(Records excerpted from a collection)
┌────────
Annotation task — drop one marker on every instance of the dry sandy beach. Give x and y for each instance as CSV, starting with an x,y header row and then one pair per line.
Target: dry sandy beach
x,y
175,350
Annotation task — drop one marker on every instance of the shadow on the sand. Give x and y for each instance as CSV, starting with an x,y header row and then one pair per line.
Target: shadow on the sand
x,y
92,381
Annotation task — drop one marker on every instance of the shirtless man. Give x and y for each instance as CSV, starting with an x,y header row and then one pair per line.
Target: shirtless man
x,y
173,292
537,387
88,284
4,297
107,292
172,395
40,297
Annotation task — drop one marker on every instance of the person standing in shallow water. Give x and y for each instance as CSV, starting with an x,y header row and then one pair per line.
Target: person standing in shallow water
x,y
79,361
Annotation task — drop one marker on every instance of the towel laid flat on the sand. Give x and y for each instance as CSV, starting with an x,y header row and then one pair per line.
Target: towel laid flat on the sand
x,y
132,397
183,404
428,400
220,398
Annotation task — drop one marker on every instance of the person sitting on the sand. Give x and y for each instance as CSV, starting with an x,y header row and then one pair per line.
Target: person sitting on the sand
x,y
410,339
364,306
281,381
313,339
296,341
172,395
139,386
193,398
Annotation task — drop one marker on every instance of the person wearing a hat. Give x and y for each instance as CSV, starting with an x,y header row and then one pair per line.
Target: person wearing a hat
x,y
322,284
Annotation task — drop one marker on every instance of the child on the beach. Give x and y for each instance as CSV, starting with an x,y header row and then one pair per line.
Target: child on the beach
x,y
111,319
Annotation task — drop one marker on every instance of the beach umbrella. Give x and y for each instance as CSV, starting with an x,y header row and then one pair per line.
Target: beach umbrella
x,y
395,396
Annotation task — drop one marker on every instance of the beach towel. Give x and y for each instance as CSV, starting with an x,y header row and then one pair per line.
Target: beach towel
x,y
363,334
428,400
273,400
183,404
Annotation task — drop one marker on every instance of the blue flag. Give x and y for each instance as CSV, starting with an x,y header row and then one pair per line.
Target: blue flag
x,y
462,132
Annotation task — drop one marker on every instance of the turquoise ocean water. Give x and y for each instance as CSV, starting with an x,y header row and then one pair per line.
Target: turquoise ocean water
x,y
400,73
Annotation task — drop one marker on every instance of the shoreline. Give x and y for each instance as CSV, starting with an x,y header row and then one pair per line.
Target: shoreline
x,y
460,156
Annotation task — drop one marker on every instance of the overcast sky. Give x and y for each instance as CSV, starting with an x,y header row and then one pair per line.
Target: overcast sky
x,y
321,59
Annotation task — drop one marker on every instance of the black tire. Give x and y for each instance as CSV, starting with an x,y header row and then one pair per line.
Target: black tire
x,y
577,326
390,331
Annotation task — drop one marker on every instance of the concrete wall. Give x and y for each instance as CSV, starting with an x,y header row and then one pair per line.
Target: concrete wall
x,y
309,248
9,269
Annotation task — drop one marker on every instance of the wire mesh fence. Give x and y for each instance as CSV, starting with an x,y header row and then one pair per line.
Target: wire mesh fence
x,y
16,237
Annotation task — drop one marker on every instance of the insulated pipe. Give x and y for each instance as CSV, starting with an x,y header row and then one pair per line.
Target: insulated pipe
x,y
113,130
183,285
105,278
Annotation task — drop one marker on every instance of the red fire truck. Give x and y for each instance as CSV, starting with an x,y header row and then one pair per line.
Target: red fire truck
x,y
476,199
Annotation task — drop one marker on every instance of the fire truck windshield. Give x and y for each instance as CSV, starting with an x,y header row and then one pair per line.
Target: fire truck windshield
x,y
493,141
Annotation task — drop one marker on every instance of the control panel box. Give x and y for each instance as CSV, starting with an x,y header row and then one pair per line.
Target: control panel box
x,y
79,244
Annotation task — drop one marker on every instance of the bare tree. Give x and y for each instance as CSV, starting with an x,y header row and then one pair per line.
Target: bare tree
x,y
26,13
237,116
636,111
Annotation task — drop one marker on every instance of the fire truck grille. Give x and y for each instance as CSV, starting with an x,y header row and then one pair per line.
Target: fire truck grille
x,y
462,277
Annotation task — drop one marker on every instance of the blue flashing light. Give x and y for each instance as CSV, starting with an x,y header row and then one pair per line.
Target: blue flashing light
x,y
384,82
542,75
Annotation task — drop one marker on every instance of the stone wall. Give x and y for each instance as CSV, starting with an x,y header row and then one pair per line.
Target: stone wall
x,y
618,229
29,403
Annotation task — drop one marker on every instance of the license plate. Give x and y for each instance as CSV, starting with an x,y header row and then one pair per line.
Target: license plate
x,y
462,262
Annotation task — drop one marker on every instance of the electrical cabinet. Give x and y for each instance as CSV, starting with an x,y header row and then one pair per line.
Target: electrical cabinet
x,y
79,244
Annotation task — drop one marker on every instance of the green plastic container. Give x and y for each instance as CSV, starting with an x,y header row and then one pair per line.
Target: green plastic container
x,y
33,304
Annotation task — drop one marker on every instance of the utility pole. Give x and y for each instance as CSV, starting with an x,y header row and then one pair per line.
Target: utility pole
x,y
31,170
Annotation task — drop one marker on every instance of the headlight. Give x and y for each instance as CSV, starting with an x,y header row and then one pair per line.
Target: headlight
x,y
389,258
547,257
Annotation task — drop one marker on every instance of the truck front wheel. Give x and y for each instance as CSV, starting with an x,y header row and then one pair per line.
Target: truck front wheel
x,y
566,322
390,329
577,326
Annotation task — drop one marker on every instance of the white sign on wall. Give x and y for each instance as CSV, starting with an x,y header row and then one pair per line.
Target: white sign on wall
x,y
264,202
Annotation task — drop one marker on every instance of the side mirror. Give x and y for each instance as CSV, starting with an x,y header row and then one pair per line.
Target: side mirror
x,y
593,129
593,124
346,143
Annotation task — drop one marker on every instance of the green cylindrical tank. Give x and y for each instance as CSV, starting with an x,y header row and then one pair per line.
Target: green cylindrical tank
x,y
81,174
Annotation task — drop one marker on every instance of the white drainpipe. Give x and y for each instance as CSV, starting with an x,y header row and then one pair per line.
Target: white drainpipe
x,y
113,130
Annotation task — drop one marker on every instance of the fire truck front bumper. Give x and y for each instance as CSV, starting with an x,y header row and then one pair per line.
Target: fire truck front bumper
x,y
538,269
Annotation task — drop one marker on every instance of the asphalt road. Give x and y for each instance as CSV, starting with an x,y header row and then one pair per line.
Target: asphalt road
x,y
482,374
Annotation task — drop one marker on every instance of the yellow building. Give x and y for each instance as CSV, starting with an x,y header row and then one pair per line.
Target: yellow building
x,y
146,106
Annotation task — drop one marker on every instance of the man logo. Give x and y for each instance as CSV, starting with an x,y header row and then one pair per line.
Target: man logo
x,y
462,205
└────────
**What you will do:**
Using the listing above, please repeat every entry exactly.

**Task response:**
Annotation task — drop one marker on every instance of the dry sandy beach. Give x and y for each instance as CSV, starting with an x,y header row and then one pair per line.
Target: dry sandy beach
x,y
175,350
Annotation task — drop one marker on every instance of the shadow on the sand. Give x and y for each instance as CSV, starting with an x,y header row and then one pair per line.
Target: shadow on the sand
x,y
92,381
Annotation task — drop one marker on every instance of the shirtless man. Give x and y for each instance as CSV, starting with an x,y header row and then one pair per line.
Target: shirtless man
x,y
173,292
537,387
88,284
4,297
107,292
172,395
40,297
Annotation task — drop one marker on every instance of the person standing in shallow water. Give x and y for each instance as CSV, starting with an x,y header row and then one pair per line.
Target: person standing in shallow water
x,y
79,361
Annotation task — drop one marker on every instance of the towel laid flat on the sand. Give x and y for each instance as CSV, starting with an x,y header row and then one pair per line.
Target: towel laid flat on the sand
x,y
132,397
183,404
428,400
220,398
Annotation task — drop one marker on every instance of the person sitting on the sand. Give x and y for each instance as CSV, starting with an x,y header row and then one pair per line.
Target: person sitting on the sand
x,y
410,339
364,306
281,381
313,339
296,341
172,395
139,386
193,398
Annotation task — drop one marker on every instance of the person wearing a hat. Give x and y for each instance as CSV, starting with an x,y header row and then one pair per line.
Target: person wearing a hat
x,y
322,284
Annotation task — drop one marker on every instance of the child on the beach. Give x and y for each instance as CSV, starting with an x,y header row and then one pair per line.
Target: child on the beach
x,y
111,319
Annotation task — drop one marker on every instance of the beach umbrella. Give x and y for each instance as CSV, starting with an x,y header row and then one pair per line.
Target: beach umbrella
x,y
395,396
Annotation task — drop one marker on every instance of the beach towel. Give x and y for each instance as CSV, starting with an x,y header row and then one pair per line.
Target: beach towel
x,y
363,334
428,400
273,400
183,404
Annotation task — drop one marker on every instance of the blue flag. Give x and y for each instance as CSV, starting with an x,y header row and then one pair per line.
Target: blue flag
x,y
462,132
Annotation task — drop one marker on every instance of the turquoise ocean water. Give x and y for each instance as CSV, starting with an x,y header row and then one pair per line.
Target: turquoise ocean water
x,y
400,73
Annotation task — drop one marker on every instance of the shoreline. Give x and y for each instance as CSV, starting with an x,y header row and then one pair per line.
Target: shoreline
x,y
460,156
Annotation task — drop one marker on every instance of the overcast sky. Give x and y for each instance as CSV, starting with an x,y header row and then one pair per line.
Target: overcast sky
x,y
321,59
Annotation task — drop one marker on every instance of the black tire. Give x and y for each instance as CSV, starting with an x,y header row and then one pair per line.
Target: black tire
x,y
577,326
390,331
Annotation task — drop one marker on every instance of the concrete wall. Give x and y for each instance as CSV, starting with an x,y header row and then one pair per line.
Target: concrete wall
x,y
309,248
9,269
Annotation task — drop one marker on every instance of the wire mesh fence. Give x and y for each instance as CSV, starting with an x,y header row and then one pair per line.
Target: wire mesh fence
x,y
16,237
Annotation task — drop one marker on every instance of the insulated pipe. Give x and y for each instance as CSV, starting with an x,y header row and then one pair per line.
Target: insulated pipe
x,y
113,130
183,285
105,278
Annotation task — drop one marker on every instance of the red fire truck. Give x and y for each instance as CSV, starting with an x,y header row and then one pair per line.
Target: red fire truck
x,y
476,199
Annotation task — drop one marker on every instance of the fire truck windshield. Give x and y for each instance as CSV, starting with an x,y header row and then one pair per line.
Target: fire truck windshield
x,y
493,141
Annotation task — drop one marker on every instance of the control panel box. Give x and y for each instance as CSV, starting with an x,y header row and then one pair per line.
Target: control panel box
x,y
79,244
Annotation task — drop one marker on every instance of the bare tree. Give x and y for each instance as CSV, starting with an x,y header row and then one pair per line.
Target: bare tree
x,y
26,13
237,116
636,111
Annotation task — drop one marker on every instance of the fire truck grille. Give x and y for each instance as CSV, starting with an x,y header row and then one pair per line.
Target: fire truck grille
x,y
462,277
Annotation task — drop one marker on every instance of the blue flashing light. Give x and y for each instance as CSV, starting with an x,y header row and then one pair per line.
Target: blue flashing light
x,y
384,82
542,75
Annotation task — drop one marker on every instance of the stone wall. Give x and y for each instance as CSV, starting with an x,y header row and then one pair per line.
Target: stone wall
x,y
618,229
29,403
Annotation task — drop one marker on every instance of the license plate. Give x and y for each instance as CSV, starting with an x,y header row and then one pair per line.
Target: license plate
x,y
462,262
Annotation task — drop one marker on every instance of the electrical cabinet. Give x and y for each instance as CSV, starting with an x,y header row and then one pair per line.
Target: electrical cabinet
x,y
79,244
Annotation task — drop one marker on every instance of the green plastic container. Give x and y for each instance as CSV, starting with an x,y header row and then one pair per line.
Target: green plastic container
x,y
33,304
Annotation task — drop one marker on every instance of the utility pole. Give x and y for each instance as CSV, starting with an x,y header row and then one pair per line.
Target: utility pole
x,y
31,170
Annotation task — drop one marker on every instance of the headlight. Give x and y for each instance as CSV, starting with an x,y header row and then one pair per line.
Target: headlight
x,y
389,258
547,257
Annotation task — drop one marker on every instance of the truck front wheel. Give x and y for each instance as CSV, starting with an x,y header row and then one pair per line.
Target: truck front wheel
x,y
566,322
390,329
577,326
Annotation task — drop one marker on every instance of the white sign on wall. Give x and y for each instance as CSV, starting with an x,y header row and then one pair per line.
Target: white sign on wall
x,y
264,202
Annotation task — drop one marker on every instance of the side mirror. Give x and y for each instance as CSV, starting with an x,y header row and then one pair per line.
Target: side mirror
x,y
593,129
593,124
346,143
Annotation task — drop one marker on every instance of the green cylindrical tank. Give x and y for each instance as CSV, starting with an x,y header row and then one pair per line.
Target: green cylindrical tank
x,y
81,174
Annotation task — drop one marker on every instance of the white drainpipe. Give x and y for each instance as CSV, starting with an x,y header row and then one pair per line.
Target: white drainpipe
x,y
113,130
Annotation task — drop one marker on every instance of the fire truck front bumper. Give x and y for each instance as CSV, starting with an x,y header row and then one pair per line.
Target: fire truck front bumper
x,y
538,269
Annotation task — drop one marker on every instance of the asphalt road. Give x and y for each instance as CSV, starting with an x,y header row and then one pair per line.
Target: asphalt road
x,y
482,374
Annotation task — drop one marker on every instance of the yellow building. Give x and y for each instance as CSV, starting with an x,y header row and then one pair per line.
Target: yellow building
x,y
146,106
Annotation task — drop one marker on every instance of the man logo. Give x and y for each instance as CSV, starting with an x,y header row and then one pair per line.
Target: man logo
x,y
462,205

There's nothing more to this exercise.